═════ Textauszug ═════

Immer wieder hört man von Netzsperren und blockierten Social Media in China, wie ausgeprägt ist die Kontrolle des Internet tatsächlich?
Die Recherchearbeit ist furchtbar mühsam, man hat ein VPN, also ein Virtual Private Network. Das ist eine Software, um die Firewall am Computer oder am Handy zu umgehen. Das ist ein dauernder Kampf, auch wenn die Behörden diese Lücke teilweise zulassen. Geschäftsleute arbeiten häufig damit, Studenten können sich ein VPN eher nicht leisten. Aber es hat sogar chinesische Firmen gegeben, die so eine Software angeboten haben. Das läuft alles sehr chaotisch und auch pragmatisch ab, in China passiert viel gleichzeitig. Dann gab es wieder eine Welle gegen diese Hersteller, kurz darauf bieten Unternehmen aus Taiwan neue Produkte an. Ganz konkret funktioniert das Internet so, dass ausländische Seiten stark verlangsamt sind, während bestimmte Medien blockiert werden.
Ist die New York Times wieder online? Die Zeitung hatte sich unbeliebt gemacht, weil sie Finanzgeschäfte im Umfeld von Präsident Xi Jinping aufgedeckt hatte.
Verwandte von Xi waren ein Aspekt, aber die New York Times hatte ausführlich über den Reichtum der Mitglieder des Politbüros recherchiert. Die Folge war, dass der Korrespondent der New York Times ausgewiesen wurde. Die Zeitung ist bis heute gesperrt, aber deren Büro wurde mittlerweile wieder geöffnet – sicherlich unter guter Beobachtung. Die New York Times bringt jeden Tag eine chinesische Ausgabe heraus, ein enormer Aufwand. Das wird in Hongkong und in Taiwan gelesen und die Hoffnung ist, dass, wenn die Zensur schwächer wird, das auch in China gelesen wird. Dass Google, Twitter und Facebook blockiert sind, hat nicht nur inhaltliche Gründe. Die Behörden wollen damit auch eigene Firmen, die solche Formate anbieten, stärken.

═════ Eingabedaten ═════

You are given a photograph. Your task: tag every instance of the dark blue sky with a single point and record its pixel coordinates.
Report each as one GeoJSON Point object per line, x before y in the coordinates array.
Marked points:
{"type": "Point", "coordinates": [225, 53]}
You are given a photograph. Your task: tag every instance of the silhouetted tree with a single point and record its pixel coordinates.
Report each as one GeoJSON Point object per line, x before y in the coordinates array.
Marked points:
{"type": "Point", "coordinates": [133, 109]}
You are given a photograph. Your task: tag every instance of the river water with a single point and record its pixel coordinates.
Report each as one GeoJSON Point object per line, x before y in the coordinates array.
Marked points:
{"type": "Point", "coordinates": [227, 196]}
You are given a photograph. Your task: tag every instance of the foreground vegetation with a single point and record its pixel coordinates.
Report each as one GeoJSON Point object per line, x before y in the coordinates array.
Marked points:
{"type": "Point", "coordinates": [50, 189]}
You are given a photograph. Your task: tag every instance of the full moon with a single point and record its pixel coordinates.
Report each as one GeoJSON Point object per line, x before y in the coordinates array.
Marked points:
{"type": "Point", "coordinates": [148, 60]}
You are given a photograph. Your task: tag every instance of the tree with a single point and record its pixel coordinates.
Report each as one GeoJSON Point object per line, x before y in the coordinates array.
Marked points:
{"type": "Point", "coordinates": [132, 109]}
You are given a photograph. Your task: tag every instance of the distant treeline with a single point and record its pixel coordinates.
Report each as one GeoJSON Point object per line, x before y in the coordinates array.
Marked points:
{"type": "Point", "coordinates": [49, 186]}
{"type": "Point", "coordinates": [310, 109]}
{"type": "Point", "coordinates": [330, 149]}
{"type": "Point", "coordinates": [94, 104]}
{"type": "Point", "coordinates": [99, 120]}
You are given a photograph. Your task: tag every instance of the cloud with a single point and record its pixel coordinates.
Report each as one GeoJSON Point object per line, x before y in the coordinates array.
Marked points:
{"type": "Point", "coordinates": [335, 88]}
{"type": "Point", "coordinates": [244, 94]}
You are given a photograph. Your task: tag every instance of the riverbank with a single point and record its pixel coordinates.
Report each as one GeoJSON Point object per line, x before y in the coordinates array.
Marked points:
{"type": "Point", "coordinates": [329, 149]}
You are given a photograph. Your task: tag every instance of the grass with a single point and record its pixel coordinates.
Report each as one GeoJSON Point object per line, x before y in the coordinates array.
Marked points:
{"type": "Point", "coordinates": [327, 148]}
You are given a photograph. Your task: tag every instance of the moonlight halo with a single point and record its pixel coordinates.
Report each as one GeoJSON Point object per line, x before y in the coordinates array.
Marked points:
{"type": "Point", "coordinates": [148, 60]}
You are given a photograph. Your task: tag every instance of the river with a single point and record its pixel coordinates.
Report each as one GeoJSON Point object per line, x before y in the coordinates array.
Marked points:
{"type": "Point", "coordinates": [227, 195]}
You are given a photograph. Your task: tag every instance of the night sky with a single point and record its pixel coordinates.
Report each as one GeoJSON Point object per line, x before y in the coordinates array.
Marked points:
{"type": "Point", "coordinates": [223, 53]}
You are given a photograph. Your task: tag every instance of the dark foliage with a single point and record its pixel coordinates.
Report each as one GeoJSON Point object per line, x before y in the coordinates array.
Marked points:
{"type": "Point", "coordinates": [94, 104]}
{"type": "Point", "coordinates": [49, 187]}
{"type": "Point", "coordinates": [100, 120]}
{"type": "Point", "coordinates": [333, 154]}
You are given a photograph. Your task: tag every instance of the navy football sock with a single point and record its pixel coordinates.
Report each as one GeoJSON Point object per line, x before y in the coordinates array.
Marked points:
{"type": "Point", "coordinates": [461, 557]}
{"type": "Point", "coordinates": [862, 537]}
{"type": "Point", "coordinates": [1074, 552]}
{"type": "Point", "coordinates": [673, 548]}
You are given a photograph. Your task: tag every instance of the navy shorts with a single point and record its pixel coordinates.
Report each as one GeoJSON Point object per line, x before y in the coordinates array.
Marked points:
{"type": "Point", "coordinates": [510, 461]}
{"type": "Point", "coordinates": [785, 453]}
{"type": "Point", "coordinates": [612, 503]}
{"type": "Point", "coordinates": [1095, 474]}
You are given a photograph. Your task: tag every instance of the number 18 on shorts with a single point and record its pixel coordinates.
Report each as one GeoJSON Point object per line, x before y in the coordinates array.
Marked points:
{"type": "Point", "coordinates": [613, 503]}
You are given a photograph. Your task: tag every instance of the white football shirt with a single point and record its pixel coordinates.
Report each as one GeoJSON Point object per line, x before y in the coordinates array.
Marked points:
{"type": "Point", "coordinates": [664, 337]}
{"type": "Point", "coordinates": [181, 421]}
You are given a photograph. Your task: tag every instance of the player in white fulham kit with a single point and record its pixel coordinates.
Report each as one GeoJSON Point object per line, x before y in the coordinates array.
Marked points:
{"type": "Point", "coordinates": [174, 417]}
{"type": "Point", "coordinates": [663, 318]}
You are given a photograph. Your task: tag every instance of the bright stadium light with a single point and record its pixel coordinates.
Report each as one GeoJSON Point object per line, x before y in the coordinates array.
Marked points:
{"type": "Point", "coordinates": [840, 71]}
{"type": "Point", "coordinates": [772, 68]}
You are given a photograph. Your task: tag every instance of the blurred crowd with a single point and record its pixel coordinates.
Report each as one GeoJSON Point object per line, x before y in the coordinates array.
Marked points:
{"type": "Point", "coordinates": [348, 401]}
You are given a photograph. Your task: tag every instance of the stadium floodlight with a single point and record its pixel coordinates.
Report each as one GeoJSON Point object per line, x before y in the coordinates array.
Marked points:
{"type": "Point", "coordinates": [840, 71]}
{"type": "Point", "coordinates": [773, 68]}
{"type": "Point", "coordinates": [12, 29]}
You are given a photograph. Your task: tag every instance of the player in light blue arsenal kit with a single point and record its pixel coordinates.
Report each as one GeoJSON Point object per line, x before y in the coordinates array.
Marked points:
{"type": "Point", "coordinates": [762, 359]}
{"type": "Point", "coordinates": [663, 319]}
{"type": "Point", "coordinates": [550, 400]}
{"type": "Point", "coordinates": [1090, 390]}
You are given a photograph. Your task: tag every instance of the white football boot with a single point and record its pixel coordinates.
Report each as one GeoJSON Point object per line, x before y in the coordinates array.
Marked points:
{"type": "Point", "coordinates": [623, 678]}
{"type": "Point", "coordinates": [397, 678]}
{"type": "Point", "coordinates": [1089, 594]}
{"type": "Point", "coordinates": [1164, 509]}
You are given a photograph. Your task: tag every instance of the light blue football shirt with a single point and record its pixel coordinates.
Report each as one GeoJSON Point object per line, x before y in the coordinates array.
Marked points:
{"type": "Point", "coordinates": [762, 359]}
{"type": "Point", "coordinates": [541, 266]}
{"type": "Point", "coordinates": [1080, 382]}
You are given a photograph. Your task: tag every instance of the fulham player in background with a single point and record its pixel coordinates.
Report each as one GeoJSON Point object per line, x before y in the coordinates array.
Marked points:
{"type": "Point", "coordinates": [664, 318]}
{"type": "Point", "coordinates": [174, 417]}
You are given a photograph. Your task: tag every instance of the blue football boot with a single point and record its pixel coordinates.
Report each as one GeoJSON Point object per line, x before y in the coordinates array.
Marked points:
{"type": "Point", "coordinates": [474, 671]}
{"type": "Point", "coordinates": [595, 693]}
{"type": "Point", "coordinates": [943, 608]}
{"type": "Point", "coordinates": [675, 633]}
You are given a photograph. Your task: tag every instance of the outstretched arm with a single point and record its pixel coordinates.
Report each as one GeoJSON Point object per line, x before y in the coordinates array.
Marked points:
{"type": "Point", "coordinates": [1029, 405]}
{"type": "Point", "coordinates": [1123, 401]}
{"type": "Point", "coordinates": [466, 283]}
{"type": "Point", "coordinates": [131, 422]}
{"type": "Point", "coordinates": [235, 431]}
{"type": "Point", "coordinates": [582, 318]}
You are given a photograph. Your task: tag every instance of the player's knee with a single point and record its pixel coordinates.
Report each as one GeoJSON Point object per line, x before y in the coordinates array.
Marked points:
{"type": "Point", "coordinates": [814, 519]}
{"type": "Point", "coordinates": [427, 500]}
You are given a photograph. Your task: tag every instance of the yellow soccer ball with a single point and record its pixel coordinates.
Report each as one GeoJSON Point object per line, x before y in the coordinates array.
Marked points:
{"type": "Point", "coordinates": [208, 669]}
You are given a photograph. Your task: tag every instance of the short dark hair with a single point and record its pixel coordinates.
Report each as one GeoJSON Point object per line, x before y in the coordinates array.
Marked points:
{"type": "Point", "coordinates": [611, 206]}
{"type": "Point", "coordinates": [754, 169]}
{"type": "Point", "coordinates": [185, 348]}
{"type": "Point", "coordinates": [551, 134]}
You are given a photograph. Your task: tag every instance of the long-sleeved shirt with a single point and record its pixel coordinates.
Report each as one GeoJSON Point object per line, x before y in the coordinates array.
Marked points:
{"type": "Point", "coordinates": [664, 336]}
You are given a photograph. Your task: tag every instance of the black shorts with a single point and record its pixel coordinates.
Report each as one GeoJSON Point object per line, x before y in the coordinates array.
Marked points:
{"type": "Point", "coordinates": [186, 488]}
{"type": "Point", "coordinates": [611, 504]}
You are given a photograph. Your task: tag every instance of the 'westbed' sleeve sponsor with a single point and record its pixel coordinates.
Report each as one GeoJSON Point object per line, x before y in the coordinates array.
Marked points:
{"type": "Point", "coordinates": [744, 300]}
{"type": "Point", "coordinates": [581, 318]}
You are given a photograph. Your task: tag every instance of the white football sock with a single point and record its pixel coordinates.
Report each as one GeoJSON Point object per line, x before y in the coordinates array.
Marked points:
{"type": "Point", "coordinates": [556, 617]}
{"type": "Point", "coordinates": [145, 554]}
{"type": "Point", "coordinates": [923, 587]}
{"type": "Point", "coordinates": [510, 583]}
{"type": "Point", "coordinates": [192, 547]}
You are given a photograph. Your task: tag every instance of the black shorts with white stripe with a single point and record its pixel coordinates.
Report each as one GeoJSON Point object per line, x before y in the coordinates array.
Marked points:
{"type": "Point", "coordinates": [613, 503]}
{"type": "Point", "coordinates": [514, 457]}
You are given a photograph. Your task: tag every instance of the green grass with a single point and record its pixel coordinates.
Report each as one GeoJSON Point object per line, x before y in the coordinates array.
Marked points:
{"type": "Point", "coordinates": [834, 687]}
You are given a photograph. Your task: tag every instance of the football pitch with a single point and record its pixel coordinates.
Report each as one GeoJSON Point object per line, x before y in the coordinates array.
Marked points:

═════

— Arbeitsaufträge —
**A)** Gib aus dem Textauszug den Abschnitt unverändert aus, der bei den Worten „Verwandte von Xi“ beginnt und nach den Worten „Formate anbieten, stärken.“ endet.
**B)** Gib aus den Datensätzen die Zeilen wortgetreu wieder. Beginne bei der Zeile mit „of the green“ und höre nach der letzten Zeile der Datensätze auf.

— Musterlösungen —
**A)**
Verwandte von Xi waren ein Aspekt, aber die New York Times hatte ausführlich über den Reichtum der Mitglieder des Politbüros recherchiert. Die Folge war, dass der Korrespondent der New York Times ausgewiesen wurde. Die Zeitung ist bis heute gesperrt, aber deren Büro wurde mittlerweile wieder geöffnet – sicherlich unter guter Beobachtung. Die New York Times bringt jeden Tag eine chinesische Ausgabe heraus, ein enormer Aufwand. Das wird in Hongkong und in Taiwan gelesen und die Hoffnung ist, dass, wenn die Zensur schwächer wird, das auch in China gelesen wird. Dass Google, Twitter und Facebook blockiert sind, hat nicht nur inhaltliche Gründe. Die Behörden wollen damit auch eigene Firmen, die solche Formate anbieten, stärken.

**B)**
You are given a photograph. Your task: tag every instance of the green grass with a single point and record its pixel coordinates.
Report each as one GeoJSON Point object per line, x before y in the coordinates array.
Marked points:
{"type": "Point", "coordinates": [834, 687]}
You are given a photograph. Your task: tag every instance of the football pitch with a single point and record its pixel coordinates.
Report each as one GeoJSON Point object per line, x before y in the coordinates array.
Marked points:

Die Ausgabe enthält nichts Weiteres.